DESCRIPTION OF THE TASK:
According to the letter below, in which town does the writer keep serving every day?

PAGE:
Dear friends and family!!!
The time in Honduras is running out, and Tijuana awaits. I continue to serve here in Comayagua everyday and to receive all the grace and purification the Lord wants to grant me, but in many ways I have already began to depart. I cannot even imagine what it will be like to enter the MC Fathers and STAY! But I have so much peace in my heart and thus, do not worry about not knowing such things. I just feel like I want to get started with this exciting new phase of life and of responding to the LOUD calling of the Lord…as my spiritual director said, "you have waited long enough". At the same time I realize I am not ready and must be completely dependant on the Heavenly Grace and Mercy!
It is funny to think how much and for how long I fought myself and I wrestled with God, knowing deep inside that this was my calling, to serve Jesus Christ in such an intimate way; sharing in the mystery of His mystical Body, Eucharist, The Altar, The Sacrifice, Banquet, the Mercy… anointed in His Spirit, in His priesthood! Hold on…could this be happening? How did I get here? What supernatural events brought me to this beautiful place which is my last stepping stone, the ground for being propelled unto the new ground of formation and sanctification? GLORY TO GOD.
The truth is that many doubt the Missionaries of Charity are the "right match" for me, but I still have peace, AND I CAN ONLY TRUST. I trust deeply that it has been the Lord leading me step by step, despite of my doubt, my sin, my failed attempts and my languid following of His footsteps.
"If God is with us, who can be against us?"

PROVIDED DATA:
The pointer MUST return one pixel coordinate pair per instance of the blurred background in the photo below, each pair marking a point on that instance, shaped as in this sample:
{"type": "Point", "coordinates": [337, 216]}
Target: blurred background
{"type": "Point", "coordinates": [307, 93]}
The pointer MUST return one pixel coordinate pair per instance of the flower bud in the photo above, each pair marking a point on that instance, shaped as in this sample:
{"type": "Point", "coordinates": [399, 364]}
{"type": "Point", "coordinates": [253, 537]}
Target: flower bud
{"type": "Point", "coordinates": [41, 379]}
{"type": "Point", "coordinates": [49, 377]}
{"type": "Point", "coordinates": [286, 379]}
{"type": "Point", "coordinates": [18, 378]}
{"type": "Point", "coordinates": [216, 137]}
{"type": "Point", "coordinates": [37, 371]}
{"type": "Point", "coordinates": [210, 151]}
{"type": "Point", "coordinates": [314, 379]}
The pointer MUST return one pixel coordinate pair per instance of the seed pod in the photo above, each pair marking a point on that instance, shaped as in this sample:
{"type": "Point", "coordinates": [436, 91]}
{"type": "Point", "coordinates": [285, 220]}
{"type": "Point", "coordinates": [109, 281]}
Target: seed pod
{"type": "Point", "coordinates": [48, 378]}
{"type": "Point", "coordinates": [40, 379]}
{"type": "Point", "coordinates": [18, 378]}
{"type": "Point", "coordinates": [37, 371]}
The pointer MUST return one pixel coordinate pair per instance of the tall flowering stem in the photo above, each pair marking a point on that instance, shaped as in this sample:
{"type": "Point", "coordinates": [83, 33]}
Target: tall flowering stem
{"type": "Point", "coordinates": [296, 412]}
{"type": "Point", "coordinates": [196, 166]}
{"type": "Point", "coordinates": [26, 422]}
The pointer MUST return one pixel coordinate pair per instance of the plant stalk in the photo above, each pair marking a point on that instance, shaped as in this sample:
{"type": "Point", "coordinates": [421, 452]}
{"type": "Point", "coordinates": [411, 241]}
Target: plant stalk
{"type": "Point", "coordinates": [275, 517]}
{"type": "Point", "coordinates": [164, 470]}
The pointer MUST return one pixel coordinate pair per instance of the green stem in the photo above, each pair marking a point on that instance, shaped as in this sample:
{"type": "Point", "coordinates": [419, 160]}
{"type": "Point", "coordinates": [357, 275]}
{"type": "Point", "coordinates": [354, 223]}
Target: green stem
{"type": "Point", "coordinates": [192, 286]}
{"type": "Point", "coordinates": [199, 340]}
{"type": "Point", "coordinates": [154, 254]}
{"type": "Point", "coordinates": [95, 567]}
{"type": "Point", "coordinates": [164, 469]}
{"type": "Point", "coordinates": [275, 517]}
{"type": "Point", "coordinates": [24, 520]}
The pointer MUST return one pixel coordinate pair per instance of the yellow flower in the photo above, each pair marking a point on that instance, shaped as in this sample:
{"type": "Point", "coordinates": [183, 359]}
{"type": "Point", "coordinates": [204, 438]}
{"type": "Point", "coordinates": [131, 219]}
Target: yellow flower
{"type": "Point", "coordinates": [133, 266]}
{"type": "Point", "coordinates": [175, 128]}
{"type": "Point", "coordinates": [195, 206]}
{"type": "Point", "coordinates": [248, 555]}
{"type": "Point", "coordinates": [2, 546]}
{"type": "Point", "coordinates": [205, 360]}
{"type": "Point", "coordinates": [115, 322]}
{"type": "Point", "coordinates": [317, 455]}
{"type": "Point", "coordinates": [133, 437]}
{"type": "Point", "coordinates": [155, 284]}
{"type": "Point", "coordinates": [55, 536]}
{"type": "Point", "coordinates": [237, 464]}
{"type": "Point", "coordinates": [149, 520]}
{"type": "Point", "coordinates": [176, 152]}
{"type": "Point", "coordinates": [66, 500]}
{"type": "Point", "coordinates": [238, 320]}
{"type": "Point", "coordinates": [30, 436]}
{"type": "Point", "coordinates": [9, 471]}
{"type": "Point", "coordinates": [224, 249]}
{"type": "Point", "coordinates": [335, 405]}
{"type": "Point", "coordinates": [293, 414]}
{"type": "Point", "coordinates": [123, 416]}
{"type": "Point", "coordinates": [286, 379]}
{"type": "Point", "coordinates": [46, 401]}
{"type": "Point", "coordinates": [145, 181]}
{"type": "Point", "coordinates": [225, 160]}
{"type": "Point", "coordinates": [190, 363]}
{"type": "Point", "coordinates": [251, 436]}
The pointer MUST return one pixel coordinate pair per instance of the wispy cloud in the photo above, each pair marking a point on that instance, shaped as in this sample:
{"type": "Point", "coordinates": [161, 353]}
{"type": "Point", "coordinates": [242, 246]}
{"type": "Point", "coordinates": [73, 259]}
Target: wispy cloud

REPLY:
Comayagua, in Honduras.